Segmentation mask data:

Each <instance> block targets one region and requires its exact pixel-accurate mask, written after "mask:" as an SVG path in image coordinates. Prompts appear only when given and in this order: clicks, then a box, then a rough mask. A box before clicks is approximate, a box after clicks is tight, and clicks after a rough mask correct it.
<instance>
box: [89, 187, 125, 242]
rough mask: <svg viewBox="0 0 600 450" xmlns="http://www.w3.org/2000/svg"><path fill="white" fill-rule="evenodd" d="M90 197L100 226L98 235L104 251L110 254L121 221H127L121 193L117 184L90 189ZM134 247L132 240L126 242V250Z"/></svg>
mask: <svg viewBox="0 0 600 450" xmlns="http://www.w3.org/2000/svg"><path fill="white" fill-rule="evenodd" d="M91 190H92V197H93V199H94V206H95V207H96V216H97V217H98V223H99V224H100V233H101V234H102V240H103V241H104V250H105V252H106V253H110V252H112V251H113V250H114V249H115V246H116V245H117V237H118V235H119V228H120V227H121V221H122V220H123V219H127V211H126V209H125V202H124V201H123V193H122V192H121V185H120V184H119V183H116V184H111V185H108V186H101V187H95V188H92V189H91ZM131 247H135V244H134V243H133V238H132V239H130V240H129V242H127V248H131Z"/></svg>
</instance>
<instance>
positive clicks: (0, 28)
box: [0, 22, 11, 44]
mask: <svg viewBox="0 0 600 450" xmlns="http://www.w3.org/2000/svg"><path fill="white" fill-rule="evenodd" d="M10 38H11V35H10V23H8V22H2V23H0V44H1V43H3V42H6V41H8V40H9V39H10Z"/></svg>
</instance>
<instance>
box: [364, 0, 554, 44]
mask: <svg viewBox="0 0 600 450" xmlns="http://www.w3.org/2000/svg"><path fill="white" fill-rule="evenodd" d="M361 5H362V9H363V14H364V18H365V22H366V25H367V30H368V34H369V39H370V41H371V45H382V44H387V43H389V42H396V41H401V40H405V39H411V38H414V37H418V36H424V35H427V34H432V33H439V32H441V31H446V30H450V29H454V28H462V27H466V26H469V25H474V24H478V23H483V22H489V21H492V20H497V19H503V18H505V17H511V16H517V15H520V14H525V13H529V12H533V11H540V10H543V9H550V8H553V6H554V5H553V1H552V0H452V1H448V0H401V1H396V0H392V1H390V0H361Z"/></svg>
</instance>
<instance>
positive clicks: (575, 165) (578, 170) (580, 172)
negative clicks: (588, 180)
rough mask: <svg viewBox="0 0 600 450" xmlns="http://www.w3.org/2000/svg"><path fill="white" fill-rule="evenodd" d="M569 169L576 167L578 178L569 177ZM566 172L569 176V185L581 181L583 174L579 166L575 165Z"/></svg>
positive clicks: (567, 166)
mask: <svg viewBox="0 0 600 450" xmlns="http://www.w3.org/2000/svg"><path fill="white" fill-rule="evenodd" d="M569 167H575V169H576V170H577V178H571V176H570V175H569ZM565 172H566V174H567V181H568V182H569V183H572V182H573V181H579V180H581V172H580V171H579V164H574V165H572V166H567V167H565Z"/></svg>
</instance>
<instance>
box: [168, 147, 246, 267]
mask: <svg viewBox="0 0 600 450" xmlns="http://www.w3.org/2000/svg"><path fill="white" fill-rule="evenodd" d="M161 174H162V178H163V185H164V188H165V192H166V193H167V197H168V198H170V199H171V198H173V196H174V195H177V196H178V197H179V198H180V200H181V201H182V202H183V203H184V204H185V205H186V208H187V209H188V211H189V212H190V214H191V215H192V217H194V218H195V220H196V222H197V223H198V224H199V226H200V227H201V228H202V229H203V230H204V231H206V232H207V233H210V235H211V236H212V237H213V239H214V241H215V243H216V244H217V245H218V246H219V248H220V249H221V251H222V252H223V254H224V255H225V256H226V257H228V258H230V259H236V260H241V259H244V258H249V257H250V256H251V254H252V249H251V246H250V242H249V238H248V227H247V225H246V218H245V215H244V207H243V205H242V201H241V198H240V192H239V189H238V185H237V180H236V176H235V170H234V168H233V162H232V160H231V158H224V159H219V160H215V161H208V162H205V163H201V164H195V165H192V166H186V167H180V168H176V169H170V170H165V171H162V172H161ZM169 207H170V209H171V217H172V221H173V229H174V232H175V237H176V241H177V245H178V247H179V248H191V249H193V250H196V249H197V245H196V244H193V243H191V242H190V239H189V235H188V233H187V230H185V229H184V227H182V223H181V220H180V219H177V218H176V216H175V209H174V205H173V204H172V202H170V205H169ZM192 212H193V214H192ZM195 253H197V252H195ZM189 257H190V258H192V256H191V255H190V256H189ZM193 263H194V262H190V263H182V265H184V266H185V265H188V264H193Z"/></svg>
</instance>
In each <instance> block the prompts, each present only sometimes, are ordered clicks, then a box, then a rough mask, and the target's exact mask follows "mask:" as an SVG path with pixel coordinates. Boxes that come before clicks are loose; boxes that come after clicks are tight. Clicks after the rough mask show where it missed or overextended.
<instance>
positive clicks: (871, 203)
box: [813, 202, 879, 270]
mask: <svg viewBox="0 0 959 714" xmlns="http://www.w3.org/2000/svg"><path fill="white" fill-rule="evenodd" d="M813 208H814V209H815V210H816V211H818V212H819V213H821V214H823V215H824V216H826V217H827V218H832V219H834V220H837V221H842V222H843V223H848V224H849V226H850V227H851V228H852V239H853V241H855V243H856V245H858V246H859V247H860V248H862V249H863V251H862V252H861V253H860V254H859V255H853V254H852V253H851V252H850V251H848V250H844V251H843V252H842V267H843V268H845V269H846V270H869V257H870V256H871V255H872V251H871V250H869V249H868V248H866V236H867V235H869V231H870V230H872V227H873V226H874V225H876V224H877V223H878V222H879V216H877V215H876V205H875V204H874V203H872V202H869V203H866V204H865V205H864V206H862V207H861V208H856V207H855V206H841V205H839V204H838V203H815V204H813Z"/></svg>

(PROMPT): Search the records for the word "exact". Copy every line that has it.

(RESULT OF THIS EXERCISE):
Each <instance> block targets one region and requires its exact pixel-accurate mask, written after "mask:" as an SVG path in image coordinates. Prompts appear only when given and in this order: clicks, then a box, then a rough mask. A box before clicks is approximate, a box after clicks is tight, and clicks after a rough mask correct it.
In each <instance> block the prompts, each present only sometimes, are ordered clicks, then a box, then a rough mask, and the target's exact mask follows "mask:" as an SVG path with pixel coordinates. Boxes that come before clicks are loose; boxes that come after clicks are tight. Clicks after the rough mask show where it missed or overextended.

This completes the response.